A motion to dismiss brought pursuant to Federal Rule of Civil Procedure 12(b)(6) challenges the sufficiency of the pleadings set forth in the complaint. Vega v. JPMorgan Chase Bank, N.A., 654 F. Supp. 2d 1104, 1109 (E.D. Cal. 2009). Under the "notice pleading" standard of the Federal Rules of Civil Procedure, a plaintiff's complaint must provide, in part, a "short and plain statement" of plaintiff's claims showing entitlement to relief. Fed. R. Civ. P. 8(a)(2); see also Paulsen v. CNF, Inc., 559 F.3d 1061, 1071 (9th Cir. 2009). "A complaint may survive a motion to dismiss if, taking all well-pleaded factual allegations as true, it contains 'enough facts to state a claim to relief that is plausible on its face.'" Coto Settlement v. Eisenberg, 593 F.3d 1031, 1034 (9th Cir. 2010) (quoting Ashcroft v. Iqbal, 129 S.Ct. 1937, 1949 (2009)). "'A claim has facial plausibility when the plaintiff pleads factual content that allows the court to draw the reasonable inference that the defendant is liable for the misconduct alleged.'" Caviness v. Horizon Cmty. Learning Ctr., Inc., 590 F.3d 806, 812 (9th Cir. 2010) (quoting Iqbal, 129 S.Ct. at 1949). The court accepts all of the facts alleged in the complaint as true and construes them in the light most favorable to the plaintiff. Corrie v. Caterpillar, 503 F.3d 974, 977 (9th Cir. 2007). The court is "not, however, required to accept as true conclusory allegations that are contradicted by documents referred to in the complaint, and [the court does] not necessarily assume the truth of legal conclusions merely because they are cast in the form of factual allegations." Paulsen, 559 F.3d at 1071 (citations and quotation marks omitted).

GIVEN ENTRIES:

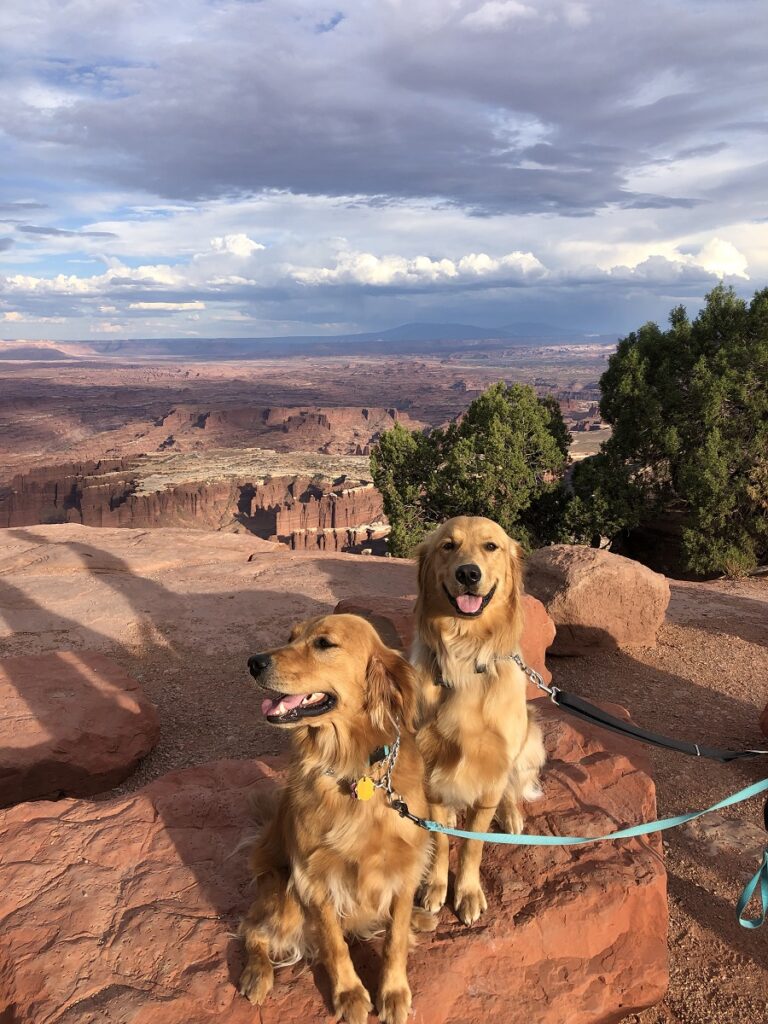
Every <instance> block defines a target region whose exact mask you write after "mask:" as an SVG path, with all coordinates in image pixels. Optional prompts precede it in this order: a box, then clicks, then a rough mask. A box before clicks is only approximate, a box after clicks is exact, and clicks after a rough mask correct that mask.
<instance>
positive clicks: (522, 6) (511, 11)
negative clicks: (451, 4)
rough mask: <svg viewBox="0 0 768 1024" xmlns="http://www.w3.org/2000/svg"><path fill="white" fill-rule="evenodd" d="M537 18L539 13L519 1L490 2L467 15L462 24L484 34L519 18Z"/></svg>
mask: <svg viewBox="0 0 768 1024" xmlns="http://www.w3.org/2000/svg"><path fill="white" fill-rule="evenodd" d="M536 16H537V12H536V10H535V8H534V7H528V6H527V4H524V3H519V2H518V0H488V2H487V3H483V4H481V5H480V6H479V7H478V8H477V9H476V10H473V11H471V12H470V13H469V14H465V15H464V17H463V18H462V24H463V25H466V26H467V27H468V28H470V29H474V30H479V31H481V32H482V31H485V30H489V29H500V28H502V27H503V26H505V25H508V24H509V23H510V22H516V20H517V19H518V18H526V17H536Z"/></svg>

==

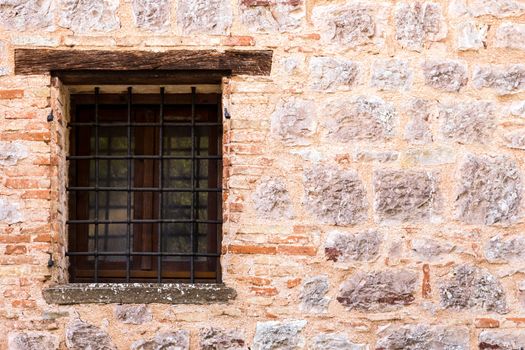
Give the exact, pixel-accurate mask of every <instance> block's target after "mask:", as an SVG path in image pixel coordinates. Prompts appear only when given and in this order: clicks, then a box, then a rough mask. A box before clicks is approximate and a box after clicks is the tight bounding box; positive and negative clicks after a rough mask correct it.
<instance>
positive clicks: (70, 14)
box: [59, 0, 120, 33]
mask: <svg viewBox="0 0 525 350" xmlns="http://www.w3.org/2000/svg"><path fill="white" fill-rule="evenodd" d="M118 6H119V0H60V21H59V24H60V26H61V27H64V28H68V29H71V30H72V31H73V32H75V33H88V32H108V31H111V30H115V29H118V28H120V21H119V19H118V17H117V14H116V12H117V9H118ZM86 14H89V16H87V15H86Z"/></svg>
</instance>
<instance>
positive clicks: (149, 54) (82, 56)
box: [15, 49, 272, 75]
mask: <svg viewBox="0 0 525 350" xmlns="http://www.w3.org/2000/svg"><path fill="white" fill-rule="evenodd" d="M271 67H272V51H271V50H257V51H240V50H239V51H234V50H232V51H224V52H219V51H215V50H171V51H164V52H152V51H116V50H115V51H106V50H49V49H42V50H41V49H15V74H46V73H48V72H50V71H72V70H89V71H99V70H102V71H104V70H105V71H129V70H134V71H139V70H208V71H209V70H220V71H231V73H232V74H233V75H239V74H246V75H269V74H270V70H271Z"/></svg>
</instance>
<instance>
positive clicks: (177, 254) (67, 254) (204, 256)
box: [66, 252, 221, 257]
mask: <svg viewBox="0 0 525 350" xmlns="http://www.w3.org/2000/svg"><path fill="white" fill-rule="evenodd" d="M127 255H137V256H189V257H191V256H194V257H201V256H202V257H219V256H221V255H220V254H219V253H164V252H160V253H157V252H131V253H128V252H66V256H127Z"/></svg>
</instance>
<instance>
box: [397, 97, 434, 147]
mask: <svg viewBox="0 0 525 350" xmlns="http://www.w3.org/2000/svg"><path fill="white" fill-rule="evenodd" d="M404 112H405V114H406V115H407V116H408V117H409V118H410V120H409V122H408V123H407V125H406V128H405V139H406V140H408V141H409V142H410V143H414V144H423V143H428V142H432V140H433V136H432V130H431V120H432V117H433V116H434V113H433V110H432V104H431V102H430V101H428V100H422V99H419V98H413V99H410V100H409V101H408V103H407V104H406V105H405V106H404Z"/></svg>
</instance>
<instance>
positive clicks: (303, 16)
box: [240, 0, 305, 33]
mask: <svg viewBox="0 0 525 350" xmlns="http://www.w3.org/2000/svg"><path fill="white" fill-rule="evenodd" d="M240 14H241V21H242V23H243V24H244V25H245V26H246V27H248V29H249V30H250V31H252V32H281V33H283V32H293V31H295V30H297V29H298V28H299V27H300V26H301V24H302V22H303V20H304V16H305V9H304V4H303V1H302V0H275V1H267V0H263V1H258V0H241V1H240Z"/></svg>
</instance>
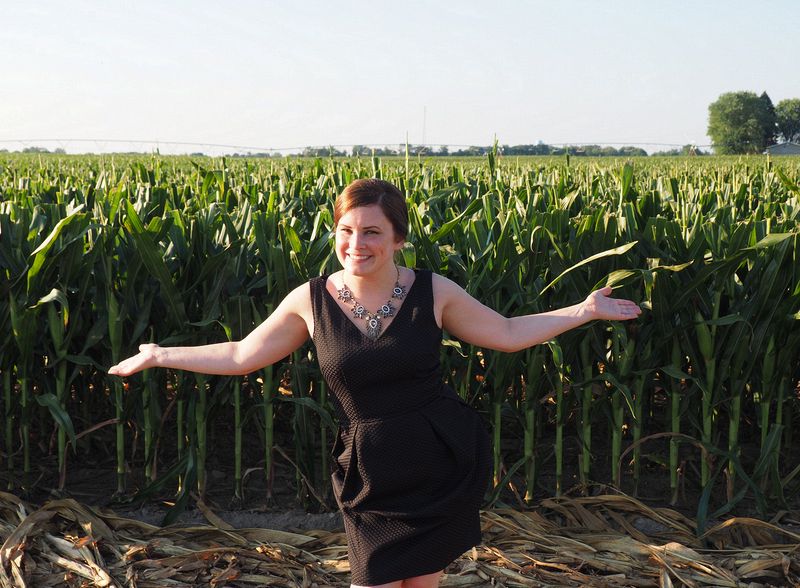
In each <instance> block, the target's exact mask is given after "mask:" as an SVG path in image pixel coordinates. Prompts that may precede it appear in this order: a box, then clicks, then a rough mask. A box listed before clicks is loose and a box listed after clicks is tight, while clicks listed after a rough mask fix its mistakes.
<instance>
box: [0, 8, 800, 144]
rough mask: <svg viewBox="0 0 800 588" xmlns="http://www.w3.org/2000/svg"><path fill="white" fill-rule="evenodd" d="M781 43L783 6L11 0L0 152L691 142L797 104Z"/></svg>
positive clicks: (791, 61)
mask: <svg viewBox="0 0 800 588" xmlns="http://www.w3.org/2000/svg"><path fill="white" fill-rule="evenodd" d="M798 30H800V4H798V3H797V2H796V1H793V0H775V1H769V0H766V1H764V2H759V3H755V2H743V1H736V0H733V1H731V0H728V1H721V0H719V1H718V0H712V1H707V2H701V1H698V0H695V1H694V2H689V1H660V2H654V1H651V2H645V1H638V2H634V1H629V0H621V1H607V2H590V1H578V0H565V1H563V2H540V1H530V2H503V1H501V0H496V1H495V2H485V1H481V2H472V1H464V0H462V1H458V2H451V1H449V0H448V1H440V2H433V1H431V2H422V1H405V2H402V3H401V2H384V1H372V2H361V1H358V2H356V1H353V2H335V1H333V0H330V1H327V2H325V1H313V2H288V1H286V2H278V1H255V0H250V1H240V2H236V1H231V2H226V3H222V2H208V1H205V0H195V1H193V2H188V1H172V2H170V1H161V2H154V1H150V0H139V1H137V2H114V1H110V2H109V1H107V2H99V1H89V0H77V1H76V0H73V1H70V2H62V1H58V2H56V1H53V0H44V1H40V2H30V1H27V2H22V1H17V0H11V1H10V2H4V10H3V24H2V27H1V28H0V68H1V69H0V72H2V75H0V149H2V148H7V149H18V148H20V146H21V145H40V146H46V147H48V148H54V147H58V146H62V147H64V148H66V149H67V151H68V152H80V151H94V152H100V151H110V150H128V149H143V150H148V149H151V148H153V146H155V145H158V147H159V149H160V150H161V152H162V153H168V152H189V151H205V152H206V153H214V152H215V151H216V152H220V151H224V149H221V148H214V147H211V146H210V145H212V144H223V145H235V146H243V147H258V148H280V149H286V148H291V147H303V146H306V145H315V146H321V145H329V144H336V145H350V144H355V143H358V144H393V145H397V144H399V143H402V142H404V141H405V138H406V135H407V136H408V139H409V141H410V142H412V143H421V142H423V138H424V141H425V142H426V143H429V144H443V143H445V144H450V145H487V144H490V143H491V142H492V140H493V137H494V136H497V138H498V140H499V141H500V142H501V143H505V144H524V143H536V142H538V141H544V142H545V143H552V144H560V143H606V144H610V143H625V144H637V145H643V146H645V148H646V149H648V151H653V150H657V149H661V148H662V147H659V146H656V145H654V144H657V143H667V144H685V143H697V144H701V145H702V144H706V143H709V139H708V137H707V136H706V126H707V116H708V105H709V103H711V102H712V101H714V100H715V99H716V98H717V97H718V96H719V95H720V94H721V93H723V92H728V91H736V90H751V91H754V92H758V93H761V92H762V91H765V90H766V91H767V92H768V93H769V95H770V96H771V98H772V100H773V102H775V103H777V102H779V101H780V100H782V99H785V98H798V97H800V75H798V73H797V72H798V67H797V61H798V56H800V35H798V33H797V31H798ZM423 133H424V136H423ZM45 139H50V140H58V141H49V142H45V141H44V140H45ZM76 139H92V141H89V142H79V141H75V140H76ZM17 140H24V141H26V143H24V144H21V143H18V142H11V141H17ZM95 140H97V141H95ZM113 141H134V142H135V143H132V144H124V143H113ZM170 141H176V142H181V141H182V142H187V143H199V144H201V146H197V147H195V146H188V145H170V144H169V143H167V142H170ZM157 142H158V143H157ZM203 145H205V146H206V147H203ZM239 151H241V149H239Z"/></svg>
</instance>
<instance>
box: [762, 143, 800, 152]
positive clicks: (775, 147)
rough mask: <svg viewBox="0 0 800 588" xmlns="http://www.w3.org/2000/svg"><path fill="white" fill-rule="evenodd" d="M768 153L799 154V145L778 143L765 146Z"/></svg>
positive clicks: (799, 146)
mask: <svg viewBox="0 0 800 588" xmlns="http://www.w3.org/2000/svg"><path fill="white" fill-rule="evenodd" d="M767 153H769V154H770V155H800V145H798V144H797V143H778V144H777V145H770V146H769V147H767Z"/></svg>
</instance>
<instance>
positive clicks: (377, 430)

PROBLEM: List every case that the passage on motions to dismiss above cites as a Ninth Circuit decision, along with the year given for each.

SOLUTION FOR THIS EXERCISE:
Paulsen v. CNF, Inc. (2009)
Coto Settlement v. Eisenberg (2010)
Caviness v. Horizon Cmty. Learning Ctr., Inc. (2010)
Corrie v. Caterpillar (2007)